• YOUR TASK:
Write out exactly the lines running from the one with "Mark every instance of the stone fire" to the end of the data, including both of those lines and excluding pictures.

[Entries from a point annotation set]
╭──

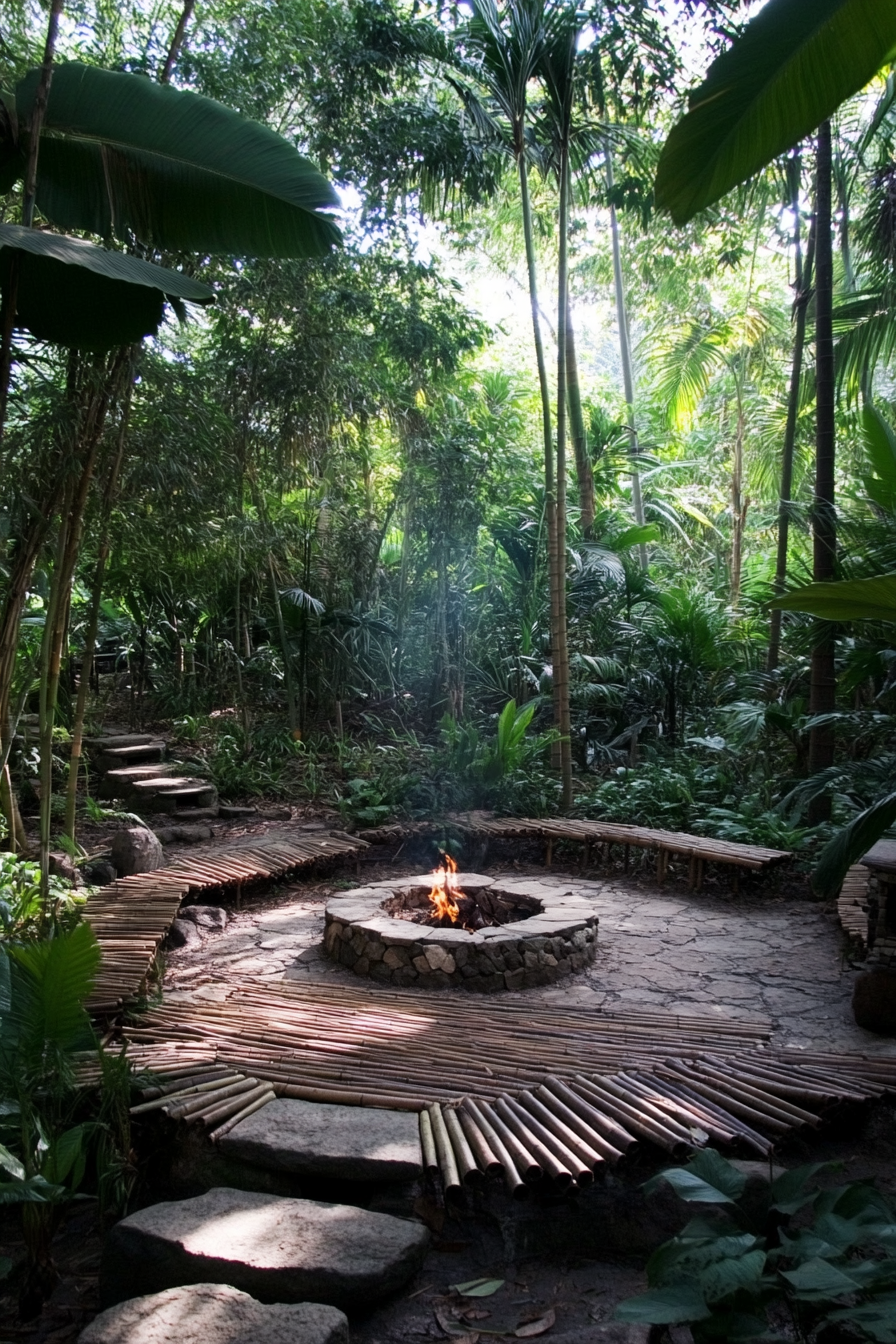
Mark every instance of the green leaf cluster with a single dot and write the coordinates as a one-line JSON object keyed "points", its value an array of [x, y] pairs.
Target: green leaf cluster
{"points": [[738, 1274]]}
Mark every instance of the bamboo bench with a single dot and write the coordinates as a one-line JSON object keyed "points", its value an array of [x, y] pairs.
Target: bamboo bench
{"points": [[697, 850]]}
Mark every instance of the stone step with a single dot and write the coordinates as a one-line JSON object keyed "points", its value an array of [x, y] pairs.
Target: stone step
{"points": [[139, 753], [117, 784], [118, 739], [340, 1143], [214, 1313], [278, 1250]]}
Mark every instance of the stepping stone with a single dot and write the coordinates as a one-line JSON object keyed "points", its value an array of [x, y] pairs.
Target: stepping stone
{"points": [[280, 1250], [214, 1313], [343, 1143]]}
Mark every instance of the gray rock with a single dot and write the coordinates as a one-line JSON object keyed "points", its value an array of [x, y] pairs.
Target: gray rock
{"points": [[184, 933], [280, 1250], [214, 1313], [136, 850], [875, 1000], [343, 1143], [62, 866], [211, 918]]}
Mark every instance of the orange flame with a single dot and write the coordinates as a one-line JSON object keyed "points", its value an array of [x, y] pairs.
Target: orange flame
{"points": [[443, 905]]}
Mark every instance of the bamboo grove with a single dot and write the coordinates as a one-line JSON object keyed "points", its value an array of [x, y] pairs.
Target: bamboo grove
{"points": [[449, 360]]}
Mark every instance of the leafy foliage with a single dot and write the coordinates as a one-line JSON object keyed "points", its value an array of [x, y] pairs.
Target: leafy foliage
{"points": [[732, 1276]]}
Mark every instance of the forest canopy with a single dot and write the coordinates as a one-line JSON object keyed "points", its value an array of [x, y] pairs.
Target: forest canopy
{"points": [[438, 407]]}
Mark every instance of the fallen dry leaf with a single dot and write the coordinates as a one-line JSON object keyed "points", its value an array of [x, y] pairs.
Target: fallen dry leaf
{"points": [[539, 1327]]}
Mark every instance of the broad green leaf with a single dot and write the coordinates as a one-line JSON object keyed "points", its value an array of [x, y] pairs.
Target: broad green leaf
{"points": [[791, 67], [51, 981], [183, 172], [790, 1191], [664, 1307], [79, 295], [707, 1179], [880, 445], [636, 536], [849, 844], [478, 1286], [846, 600], [730, 1276], [11, 1164], [818, 1278]]}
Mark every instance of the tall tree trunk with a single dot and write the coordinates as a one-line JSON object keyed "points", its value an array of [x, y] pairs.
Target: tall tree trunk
{"points": [[738, 504], [550, 481], [625, 354], [822, 691], [583, 473], [562, 655], [30, 191], [96, 602], [802, 285]]}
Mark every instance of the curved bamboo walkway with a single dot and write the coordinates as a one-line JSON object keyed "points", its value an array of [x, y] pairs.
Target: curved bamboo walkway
{"points": [[593, 1082], [132, 915]]}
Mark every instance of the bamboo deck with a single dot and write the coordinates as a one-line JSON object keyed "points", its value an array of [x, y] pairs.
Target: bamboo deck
{"points": [[696, 850], [132, 915], [852, 903], [529, 1092]]}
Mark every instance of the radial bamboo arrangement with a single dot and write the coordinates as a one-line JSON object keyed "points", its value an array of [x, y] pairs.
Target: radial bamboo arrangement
{"points": [[528, 1093], [132, 917]]}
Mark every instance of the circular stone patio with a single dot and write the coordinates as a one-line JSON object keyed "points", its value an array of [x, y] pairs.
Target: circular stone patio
{"points": [[750, 956]]}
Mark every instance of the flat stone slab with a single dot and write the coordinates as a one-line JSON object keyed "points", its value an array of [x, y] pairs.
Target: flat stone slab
{"points": [[345, 1143], [280, 1250], [214, 1313]]}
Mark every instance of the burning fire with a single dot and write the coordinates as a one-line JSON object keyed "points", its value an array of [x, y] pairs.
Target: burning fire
{"points": [[445, 883]]}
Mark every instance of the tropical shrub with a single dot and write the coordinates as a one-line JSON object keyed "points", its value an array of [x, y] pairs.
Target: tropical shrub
{"points": [[785, 1265]]}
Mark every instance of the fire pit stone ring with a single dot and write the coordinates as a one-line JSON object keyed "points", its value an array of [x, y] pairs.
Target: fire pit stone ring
{"points": [[540, 932]]}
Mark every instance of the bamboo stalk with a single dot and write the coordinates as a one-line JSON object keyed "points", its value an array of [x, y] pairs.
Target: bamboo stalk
{"points": [[525, 1135], [234, 1104], [496, 1130], [243, 1114], [427, 1144], [464, 1156], [485, 1156], [448, 1165]]}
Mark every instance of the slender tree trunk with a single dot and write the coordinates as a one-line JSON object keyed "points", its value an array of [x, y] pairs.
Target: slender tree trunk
{"points": [[802, 284], [738, 506], [562, 656], [583, 473], [288, 657], [38, 113], [625, 354], [176, 42], [550, 483], [96, 602], [822, 694]]}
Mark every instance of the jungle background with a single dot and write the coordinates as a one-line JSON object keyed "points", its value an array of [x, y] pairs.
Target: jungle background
{"points": [[316, 542]]}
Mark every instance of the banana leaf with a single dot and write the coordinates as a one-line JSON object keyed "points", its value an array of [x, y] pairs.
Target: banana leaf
{"points": [[120, 153], [848, 600], [79, 295], [793, 66]]}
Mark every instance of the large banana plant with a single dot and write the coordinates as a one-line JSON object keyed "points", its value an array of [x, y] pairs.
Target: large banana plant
{"points": [[129, 159], [791, 67]]}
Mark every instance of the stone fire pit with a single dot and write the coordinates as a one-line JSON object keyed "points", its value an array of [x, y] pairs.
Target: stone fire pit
{"points": [[539, 932]]}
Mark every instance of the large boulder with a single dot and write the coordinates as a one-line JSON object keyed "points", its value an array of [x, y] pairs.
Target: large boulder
{"points": [[211, 918], [136, 850], [343, 1143], [280, 1250], [875, 1000], [214, 1313]]}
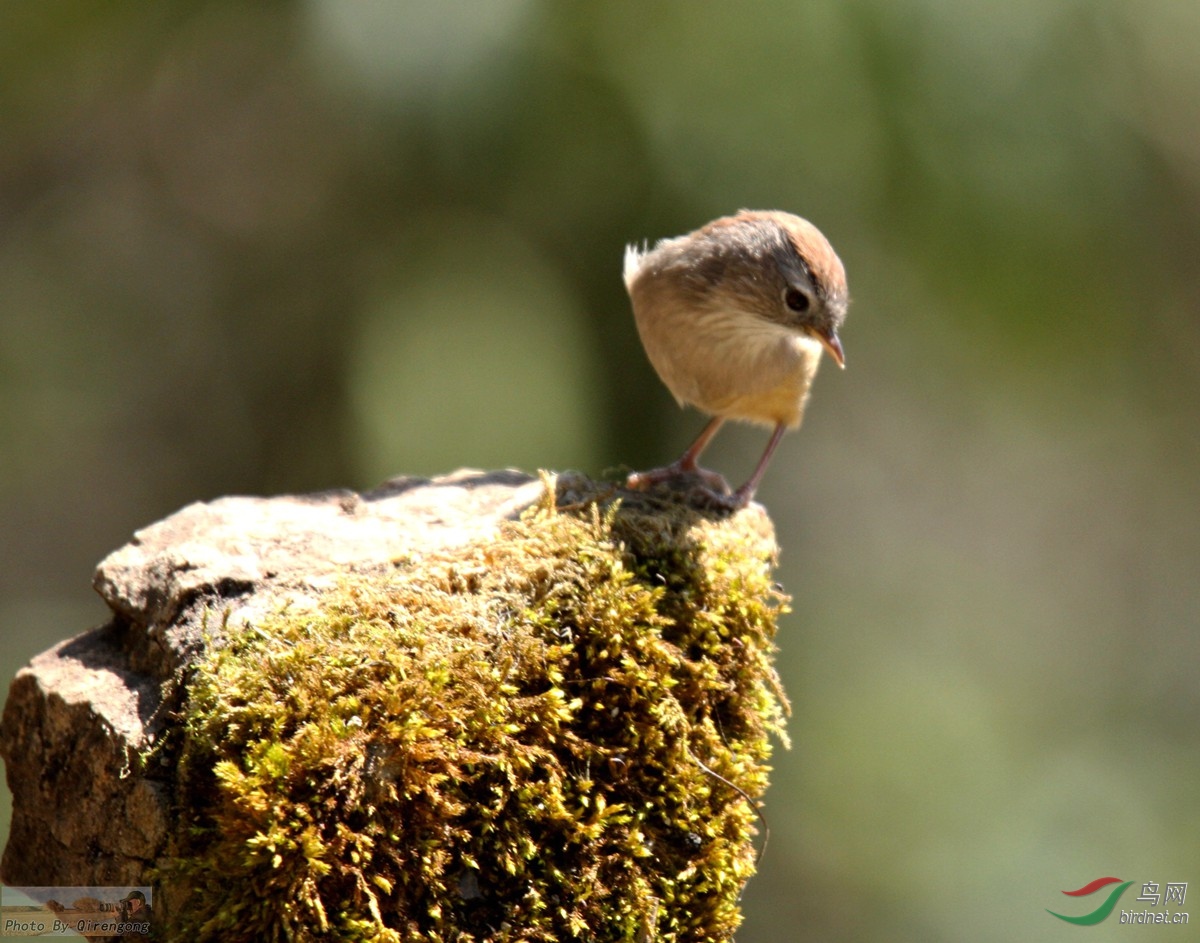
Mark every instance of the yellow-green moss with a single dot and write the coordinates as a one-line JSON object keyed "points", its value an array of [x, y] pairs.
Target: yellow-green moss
{"points": [[531, 739]]}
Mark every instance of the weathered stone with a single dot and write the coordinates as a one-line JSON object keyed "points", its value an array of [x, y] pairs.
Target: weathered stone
{"points": [[78, 715]]}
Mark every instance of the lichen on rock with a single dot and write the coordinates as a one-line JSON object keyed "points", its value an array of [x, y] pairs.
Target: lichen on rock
{"points": [[556, 733]]}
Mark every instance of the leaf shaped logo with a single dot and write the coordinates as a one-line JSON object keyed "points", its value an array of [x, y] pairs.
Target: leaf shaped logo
{"points": [[1104, 910]]}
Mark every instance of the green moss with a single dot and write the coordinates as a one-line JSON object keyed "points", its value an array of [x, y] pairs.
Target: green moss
{"points": [[546, 737]]}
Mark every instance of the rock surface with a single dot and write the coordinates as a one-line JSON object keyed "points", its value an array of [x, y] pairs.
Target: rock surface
{"points": [[78, 715]]}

╰──

• ANSWER IN FULL:
Mark every instance of the stone fire pit with a single dot and write the coordinates as a one-line JSON object keyed "points", its value an array of [x, y] pairs.
Target: stone fire pit
{"points": [[539, 932]]}
Mark every instance of the large boulder with a single dot and write the coordinates as a one-line JSON object keyed "points", its value an array of [x, y] pairs.
Target: large boulder
{"points": [[211, 918], [136, 850], [343, 1143], [280, 1250], [875, 1000], [214, 1313]]}
Mark every instance of the yellow-green moss with a single dot and write the coordinates as a one-line JSON object keyed "points", its value an array of [x, y] pairs.
Target: yellow-green moss
{"points": [[531, 739]]}
Mark every instance of the weathered stone with a single dot and write the coordinates as a one-line JSON object keyed "points", its value an array of [x, y] pairs.
Target: weathered stone
{"points": [[78, 715]]}
Mark every instance of the lichen on rock with a single dot and write the coordinates as a one-line JSON object keyed "points", its value an array of [x, y] pairs.
Target: lichen on rock
{"points": [[556, 733]]}
Mark every instance of the leaf shaped logo with a single dot and write the coordinates as a one-line JSON object keyed "points", its value an array of [x, y] pairs.
Target: leaf shaped logo
{"points": [[1104, 910]]}
Mark every instance of the green moss with a single dot and write the coordinates as a one-line JSON object keyed "points", its value an array of [x, y] pairs.
Target: green moss
{"points": [[546, 737]]}
Mark every instance of the rock surface with a single dot and write the coordinates as a one-line JSON object keyed "points", its value an array of [x, y] pairs.
Target: rock surface
{"points": [[78, 715]]}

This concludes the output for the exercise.